### EXERCICE A
D'après le texte sur le logiciel embarqué dans l'automobile, combien l'industrie automobile dépense-t-elle chaque année en recherche et développement ?

### TEXTE PROPOSÉ
* * * * *
Une voiture grand public actuelle renferme plus de lignes de code qu’un Airbus de première génération. Ce constat suffit à mesurer à quel point l’électronique embarquée a pris de l’ampleur dans la conception d’une voiture, ainsi qu’une part croissante dans la valeur totale du véhicule. Petit tour d’horizon des innovations que le logiciel apporte dans la voiture.

Le secteur automobile est une industrie représentant environ 1000 milliards de dollars de ventes par an, dominée par 14 grands groupes équipementiers chacun possédant plusieurs marques. Il s’agit de General Motors (États-Unis), PSA (France), Honda (Japon), Tata (Inde), Renault (France), Nissan (Japon), Fiat Chrysler Automobiles (Pays-Bas), Daimler AG (Allemagne), Ford (États-Unis), BMW Group (Allemagne), Toyota (Japon), Hyundai (Corée du Sud), Volkswagen (Allemagne), et Geely (Chine).

Au fil des années, les équipementiers sont passés d’un modèle d’entreprise intégrée verticalement, et contrôlant la chaîne de valeur du début à la fin, à celui d’intégrateurs de composants manufacturés par d’autres entreprises organisées de façon hiérarchiques, composants ensuite assemblés dans des « plateformes » (les voitures) que l’entreprise-mère dessine, définit, et possède. Or la valeur de ces plateformes se trouve de plus en plus dans le « software » plutôt que dans le hardware, c’est-à-dire plus dans les logiciels embarqués propriétaires que dans les matériaux physiques (carrosserie, moteur …). Selon un rapport publié par le Centre de recherche automobile, l’industrie automobile dépense 100 milliards de dollars par an en recherche et développement, ce qui revient à 1200 dollars par véhicule. Pourtant, la majeure partie de cet argent est dépensé dans les innovations relatifs au « hardware » et tous les éléments qui contrôlent la voiture, la rendent plus sûre, plus efficace etc.

Le danger est que cette dynamique amène rapidement les fabricants automobiles à devenir eux-mêmes des fournisseurs de hardware s’ils se font devancer dans la course au monopole sur le segment des logiciels embarqués, et s’ils ne parviennent pas à imposer leur propre solution propriétaire. C’est celui qui concevra l’élément central de la voiture et de l’expérience utilisateur qu’est le logiciel embarqué, qui captera la majeure partie de la chaîne de valeur, traitant les autres acteurs comme des fournisseurs de matériels servant de support à des expériences fondées sur les applications logicielles. C’est pourquoi le logiciel est en train de devenir l’élément primordial de conquête du marché automobile, et l’on estime qu’il représente déjà plus de 40% de la valeur ajoutée d’une voiture en 2015.
* * * * *
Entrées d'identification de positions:
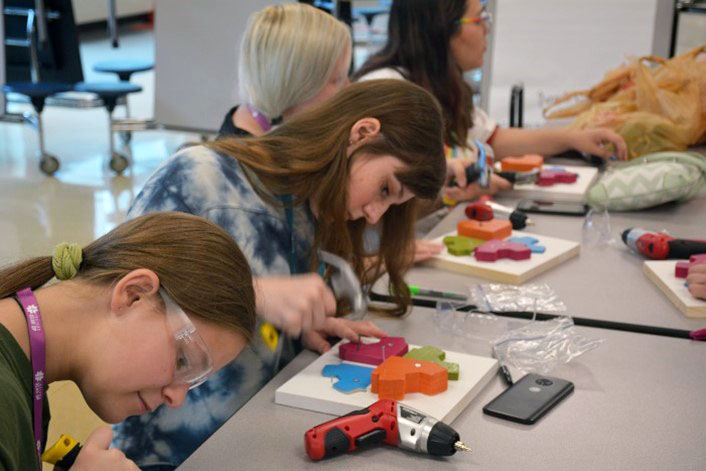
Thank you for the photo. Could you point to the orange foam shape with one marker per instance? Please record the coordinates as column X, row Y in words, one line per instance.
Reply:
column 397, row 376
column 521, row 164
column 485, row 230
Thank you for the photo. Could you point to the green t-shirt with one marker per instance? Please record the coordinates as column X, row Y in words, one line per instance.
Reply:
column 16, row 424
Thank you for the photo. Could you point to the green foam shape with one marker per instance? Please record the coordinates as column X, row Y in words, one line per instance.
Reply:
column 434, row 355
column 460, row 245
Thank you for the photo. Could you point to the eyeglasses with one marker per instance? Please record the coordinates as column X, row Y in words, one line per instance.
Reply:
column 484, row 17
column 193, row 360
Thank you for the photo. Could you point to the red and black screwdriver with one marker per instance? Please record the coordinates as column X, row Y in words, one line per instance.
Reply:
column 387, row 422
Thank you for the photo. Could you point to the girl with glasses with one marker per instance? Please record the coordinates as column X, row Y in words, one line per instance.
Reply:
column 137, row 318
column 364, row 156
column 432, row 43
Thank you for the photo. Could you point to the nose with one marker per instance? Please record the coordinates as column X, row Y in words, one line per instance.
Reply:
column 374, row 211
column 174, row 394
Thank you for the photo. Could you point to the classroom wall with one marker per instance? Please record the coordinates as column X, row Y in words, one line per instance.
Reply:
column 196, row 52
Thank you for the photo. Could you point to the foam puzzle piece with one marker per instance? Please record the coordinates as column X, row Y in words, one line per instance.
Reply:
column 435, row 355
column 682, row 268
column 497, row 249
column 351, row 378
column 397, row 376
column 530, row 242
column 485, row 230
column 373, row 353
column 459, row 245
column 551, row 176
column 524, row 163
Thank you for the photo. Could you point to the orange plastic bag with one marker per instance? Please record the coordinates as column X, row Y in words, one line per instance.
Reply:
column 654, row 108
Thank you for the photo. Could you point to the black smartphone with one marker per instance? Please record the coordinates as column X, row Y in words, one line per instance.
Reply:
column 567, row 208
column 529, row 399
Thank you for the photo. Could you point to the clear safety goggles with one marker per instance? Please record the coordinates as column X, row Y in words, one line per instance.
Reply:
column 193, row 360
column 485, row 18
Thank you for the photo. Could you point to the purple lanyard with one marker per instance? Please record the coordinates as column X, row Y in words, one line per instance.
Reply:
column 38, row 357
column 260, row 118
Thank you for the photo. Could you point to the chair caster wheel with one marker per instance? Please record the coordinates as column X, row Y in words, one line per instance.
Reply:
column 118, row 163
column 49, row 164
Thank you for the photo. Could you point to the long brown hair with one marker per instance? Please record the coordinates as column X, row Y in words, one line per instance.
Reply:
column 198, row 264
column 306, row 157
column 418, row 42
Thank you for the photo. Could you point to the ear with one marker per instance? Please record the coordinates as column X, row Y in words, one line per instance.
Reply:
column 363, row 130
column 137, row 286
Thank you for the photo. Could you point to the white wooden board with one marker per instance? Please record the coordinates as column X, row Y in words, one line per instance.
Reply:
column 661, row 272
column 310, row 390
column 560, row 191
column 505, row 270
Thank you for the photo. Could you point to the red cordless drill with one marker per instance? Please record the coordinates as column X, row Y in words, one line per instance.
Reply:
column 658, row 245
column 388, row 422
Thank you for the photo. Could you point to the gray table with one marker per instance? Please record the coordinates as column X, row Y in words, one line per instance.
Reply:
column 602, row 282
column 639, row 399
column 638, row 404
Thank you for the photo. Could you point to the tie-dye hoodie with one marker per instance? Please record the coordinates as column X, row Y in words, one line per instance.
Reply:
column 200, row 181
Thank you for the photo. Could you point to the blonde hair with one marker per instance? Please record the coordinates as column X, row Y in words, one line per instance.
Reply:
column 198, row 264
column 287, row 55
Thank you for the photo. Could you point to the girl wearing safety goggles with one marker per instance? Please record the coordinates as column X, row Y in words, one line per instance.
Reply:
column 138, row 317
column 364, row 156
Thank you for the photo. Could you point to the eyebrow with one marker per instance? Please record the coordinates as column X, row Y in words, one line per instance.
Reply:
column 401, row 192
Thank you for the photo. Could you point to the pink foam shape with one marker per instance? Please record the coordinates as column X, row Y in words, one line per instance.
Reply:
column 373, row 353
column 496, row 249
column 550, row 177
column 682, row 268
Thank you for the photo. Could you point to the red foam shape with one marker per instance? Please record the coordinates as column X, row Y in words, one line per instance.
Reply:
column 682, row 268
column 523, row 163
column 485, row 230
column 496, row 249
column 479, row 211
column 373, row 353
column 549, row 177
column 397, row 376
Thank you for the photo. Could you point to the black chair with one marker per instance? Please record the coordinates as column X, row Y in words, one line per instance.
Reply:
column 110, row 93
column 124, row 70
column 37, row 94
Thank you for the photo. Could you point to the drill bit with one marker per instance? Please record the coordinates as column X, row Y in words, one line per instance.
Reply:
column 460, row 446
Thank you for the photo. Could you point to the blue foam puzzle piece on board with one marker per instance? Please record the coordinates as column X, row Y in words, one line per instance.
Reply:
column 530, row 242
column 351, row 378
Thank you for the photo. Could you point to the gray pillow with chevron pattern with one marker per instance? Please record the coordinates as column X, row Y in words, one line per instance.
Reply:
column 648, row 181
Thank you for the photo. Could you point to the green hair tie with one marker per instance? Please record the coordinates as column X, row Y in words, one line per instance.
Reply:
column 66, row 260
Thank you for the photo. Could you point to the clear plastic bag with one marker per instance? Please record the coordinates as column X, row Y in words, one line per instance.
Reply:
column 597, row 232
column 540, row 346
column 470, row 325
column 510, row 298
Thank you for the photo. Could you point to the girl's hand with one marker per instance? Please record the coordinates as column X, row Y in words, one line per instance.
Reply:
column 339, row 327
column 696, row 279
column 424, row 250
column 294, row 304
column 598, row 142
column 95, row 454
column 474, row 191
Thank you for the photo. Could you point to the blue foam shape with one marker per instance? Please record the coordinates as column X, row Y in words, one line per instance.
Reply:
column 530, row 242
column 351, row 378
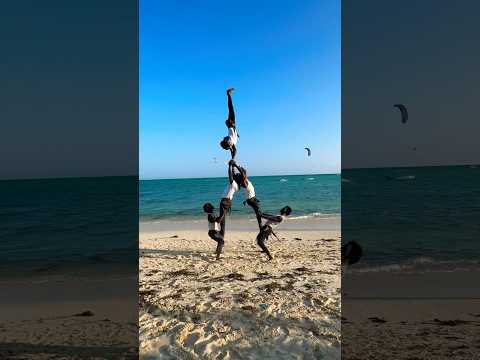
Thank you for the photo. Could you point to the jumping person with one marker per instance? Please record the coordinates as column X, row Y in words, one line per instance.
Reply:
* * * * *
### EXERCICE B
Dans les entrées, réécrivez le passage allant de la ligne contenant « the red and » jusqu'à celle contenant « column 432, row 43 », en remplaçant « screwdriver » par « hammer » sans rien modifier d'autre.

### RÉPONSE ATTENDUE A
100 milliards de dollars par an, soit 1200 dollars par véhicule.

### RÉPONSE ATTENDUE B
Thank you for the photo. Could you point to the red and black hammer with one marker per instance? Please record the coordinates as column X, row Y in words, one line per instance.
Reply:
column 387, row 422
Thank you for the photo. Could you point to the girl with glasses with one marker per instance? Please record the coordinates as column X, row Y in words, one line per instance.
Reply:
column 137, row 318
column 364, row 156
column 432, row 43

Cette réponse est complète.